Well, that makes total sense to me, and I mean I’ve seen that William Blair study and Progressive definitely is kind of head and shoulders above the rest specifically in terms of that ratio between lifetime value and customer acquisition. So I mean, you’ve sold me. That makes total sense. So my question then is why aren’t more insurance marketers using metrics that include lifetime value and using that metric of the relationship between the customer acquisition cost and the lifetime value as a benchmark for success? It makes total sense. 

Lisa Jillson: 

So short answer is they’re absolutely doing that. I don’t know of any marketer, not just insurance marketer but marketer that isn’t using a lot of data to better target their buys. They’re looking at segmentation around different policies, segmentation around a household, even how a potential prospect might influence others through word of mouth. So there are a lot of additional data points that as a marketer you want to leverage to go forward. I think the key is that none of those have been as focused around risk. I think the closest thing has been the idea of credit factors. So for those in insurance about 20-ish years ago, there was a pretty clear correlation understood between what your credit risk was and what your driving risk was and what your ability is to leverage that kind of data. And the upfront is always a benefit. So you can use things like credit scores or household income or home ownership, but insurers haven’t had the telematics data, which actually is far more likely to show risk than any of those until now. So there is an ability now to have a much closer proxy to how somebody is actually going to behave as a policy holder. And it’s going to be really interesting over these next few years as that data is now available to see who jumps on board the way they did 20 years ago when credit was first discovered. There were a number of people that jumped on board very early and it kind of changed the equation of where they sat in the marketplace. 

Fred Dimesa: 

I think just again, building on that, the biggest thing here is that the data enables you to come in at your target acquisition costs. It just means that you may change your bidding strategies, right? You’re going to bid a lot less for someone who’s just an average driver than you might for someone who is a stellar driver. It doesn’t mean you have to overpay, it just means that that’s where your focus is. It also may change your channel mix. Right. Now you have a channel mix that is dictated by performance and how you measure performance. And so factoring this in, you may actually shift and say, you know what? That channel while looks great from an acquisition and brings me way in under budget. It’s really a bad channel for us. And then you’re going to just shift dollars to the better channels that have better risks in it. And I think that’s the mindset shift that has to happen. This is something that, yes, you pay for the insight, but that insight is incredibly valuable and it doesn’t mean it has to blow up your budget to deliver it.
____________________
STATED TASK A —
List every line in the rows below that contains the string "button", counting only matches in the same letter case.
The passage on insurance marketing has no connection to the rows that follow it.

DATASET EXTRACT —
____________________
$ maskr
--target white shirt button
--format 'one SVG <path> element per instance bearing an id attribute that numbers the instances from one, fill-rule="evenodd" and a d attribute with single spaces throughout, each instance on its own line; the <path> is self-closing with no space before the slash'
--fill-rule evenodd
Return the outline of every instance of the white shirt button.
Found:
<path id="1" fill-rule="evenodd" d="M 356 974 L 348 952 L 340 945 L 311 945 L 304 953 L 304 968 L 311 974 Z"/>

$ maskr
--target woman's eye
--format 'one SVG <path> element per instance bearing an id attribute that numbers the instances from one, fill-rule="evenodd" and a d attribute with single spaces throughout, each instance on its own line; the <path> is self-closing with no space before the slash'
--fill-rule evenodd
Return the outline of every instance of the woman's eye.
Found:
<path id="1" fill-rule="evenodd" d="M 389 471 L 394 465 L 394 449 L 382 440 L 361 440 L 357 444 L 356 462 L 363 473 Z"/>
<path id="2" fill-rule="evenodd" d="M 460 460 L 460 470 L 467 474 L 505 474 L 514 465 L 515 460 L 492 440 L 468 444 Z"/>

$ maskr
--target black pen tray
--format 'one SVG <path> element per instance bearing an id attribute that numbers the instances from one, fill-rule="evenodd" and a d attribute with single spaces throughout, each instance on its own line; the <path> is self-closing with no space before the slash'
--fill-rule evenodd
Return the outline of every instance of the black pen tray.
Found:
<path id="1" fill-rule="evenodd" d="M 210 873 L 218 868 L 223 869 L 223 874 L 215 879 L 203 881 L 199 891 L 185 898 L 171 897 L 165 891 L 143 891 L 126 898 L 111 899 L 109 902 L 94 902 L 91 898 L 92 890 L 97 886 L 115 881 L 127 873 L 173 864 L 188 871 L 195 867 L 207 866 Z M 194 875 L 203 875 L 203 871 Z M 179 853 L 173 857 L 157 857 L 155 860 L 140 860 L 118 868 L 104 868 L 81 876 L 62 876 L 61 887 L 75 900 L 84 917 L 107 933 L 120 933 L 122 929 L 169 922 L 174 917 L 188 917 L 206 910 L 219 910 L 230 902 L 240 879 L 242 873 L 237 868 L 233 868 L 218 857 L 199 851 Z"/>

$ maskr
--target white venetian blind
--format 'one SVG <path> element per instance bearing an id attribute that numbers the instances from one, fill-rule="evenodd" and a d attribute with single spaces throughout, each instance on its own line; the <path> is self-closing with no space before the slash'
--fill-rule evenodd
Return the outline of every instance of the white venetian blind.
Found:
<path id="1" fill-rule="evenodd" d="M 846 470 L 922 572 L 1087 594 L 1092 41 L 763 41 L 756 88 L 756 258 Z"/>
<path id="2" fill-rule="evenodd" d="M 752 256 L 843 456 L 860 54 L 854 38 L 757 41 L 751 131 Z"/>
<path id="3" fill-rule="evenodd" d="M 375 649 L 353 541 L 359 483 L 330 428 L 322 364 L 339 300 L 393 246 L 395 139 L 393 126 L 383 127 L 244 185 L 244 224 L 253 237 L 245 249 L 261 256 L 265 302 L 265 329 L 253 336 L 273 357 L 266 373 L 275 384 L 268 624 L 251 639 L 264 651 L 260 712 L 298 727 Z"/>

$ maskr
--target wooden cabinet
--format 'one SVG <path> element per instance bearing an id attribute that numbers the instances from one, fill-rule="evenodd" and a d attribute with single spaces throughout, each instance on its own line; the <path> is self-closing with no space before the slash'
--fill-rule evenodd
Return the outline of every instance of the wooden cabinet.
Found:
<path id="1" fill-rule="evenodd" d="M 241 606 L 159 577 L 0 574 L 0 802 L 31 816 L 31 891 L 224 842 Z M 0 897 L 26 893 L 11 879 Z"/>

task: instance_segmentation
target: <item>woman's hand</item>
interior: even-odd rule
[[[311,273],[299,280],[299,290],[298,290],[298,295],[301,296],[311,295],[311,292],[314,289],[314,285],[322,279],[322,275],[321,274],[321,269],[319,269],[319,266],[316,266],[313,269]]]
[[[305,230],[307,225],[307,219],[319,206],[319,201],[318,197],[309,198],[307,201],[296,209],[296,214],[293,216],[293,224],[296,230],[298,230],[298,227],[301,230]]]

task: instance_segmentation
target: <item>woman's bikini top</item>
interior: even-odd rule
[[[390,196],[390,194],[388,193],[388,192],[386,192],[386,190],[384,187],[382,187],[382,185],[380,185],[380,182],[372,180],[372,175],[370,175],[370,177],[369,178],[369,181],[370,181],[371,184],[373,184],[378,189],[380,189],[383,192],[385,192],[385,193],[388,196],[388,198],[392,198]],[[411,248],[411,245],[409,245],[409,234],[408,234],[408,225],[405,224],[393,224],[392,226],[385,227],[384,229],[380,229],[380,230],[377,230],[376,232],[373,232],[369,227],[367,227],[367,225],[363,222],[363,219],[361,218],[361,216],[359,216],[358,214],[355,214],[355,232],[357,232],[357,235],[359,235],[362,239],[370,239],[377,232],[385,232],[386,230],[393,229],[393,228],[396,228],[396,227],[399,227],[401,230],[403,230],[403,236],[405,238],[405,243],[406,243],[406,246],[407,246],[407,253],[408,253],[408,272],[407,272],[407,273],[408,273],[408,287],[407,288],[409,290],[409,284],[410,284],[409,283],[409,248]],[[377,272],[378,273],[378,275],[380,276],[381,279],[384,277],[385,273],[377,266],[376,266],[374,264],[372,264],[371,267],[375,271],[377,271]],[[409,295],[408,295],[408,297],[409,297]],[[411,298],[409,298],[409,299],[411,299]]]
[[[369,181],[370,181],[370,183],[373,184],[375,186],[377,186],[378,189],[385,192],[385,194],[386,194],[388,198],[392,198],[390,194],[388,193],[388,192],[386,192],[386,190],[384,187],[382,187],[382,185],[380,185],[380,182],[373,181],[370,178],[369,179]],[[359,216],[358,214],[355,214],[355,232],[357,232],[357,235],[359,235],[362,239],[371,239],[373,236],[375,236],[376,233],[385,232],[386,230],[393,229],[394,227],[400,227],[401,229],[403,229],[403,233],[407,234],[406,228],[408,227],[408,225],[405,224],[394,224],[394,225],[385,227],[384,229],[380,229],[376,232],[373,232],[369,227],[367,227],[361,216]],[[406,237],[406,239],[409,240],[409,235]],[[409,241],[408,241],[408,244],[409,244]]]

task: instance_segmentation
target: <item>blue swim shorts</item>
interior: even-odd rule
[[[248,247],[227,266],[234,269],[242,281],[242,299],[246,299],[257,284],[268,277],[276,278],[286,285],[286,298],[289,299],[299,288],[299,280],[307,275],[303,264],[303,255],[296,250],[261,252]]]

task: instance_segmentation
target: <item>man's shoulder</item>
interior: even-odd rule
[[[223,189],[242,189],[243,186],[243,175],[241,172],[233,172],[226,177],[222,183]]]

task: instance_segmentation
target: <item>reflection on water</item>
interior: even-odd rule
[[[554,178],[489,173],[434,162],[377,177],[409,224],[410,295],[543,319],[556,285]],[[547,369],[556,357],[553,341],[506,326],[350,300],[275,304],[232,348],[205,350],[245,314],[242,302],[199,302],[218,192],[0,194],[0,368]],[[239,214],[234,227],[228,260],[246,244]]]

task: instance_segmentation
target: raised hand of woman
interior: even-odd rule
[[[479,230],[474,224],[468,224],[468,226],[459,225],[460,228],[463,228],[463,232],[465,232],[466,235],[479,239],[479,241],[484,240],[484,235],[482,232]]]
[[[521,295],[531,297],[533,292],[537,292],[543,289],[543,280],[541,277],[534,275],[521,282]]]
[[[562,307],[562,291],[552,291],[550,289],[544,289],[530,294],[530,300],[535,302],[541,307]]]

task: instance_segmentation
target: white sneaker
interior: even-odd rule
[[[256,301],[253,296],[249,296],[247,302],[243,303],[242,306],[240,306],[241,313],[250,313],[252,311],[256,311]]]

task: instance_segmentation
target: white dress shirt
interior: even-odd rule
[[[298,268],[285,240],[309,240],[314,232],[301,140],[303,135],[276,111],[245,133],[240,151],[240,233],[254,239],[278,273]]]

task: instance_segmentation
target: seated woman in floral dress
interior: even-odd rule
____________________
STATED TASK B —
Revise the passage on insurance marketing, starting with "Well, that makes" and going on through "It makes total sense.", so that "benchmark" becomes "yardstick".

COMPLETE ANSWER A —
--target white shirt button
Return the outline of every instance of the white shirt button.

COMPLETE ANSWER B —
Well, that makes total sense to me, and I mean I’ve seen that William Blair study and Progressive definitely is kind of head and shoulders above the rest specifically in terms of that ratio between lifetime value and customer acquisition. So I mean, you’ve sold me. That makes total sense. So my question then is why aren’t more insurance marketers using metrics that include lifetime value and using that metric of the relationship between the customer acquisition cost and the lifetime value as a yardstick for success? It makes total sense.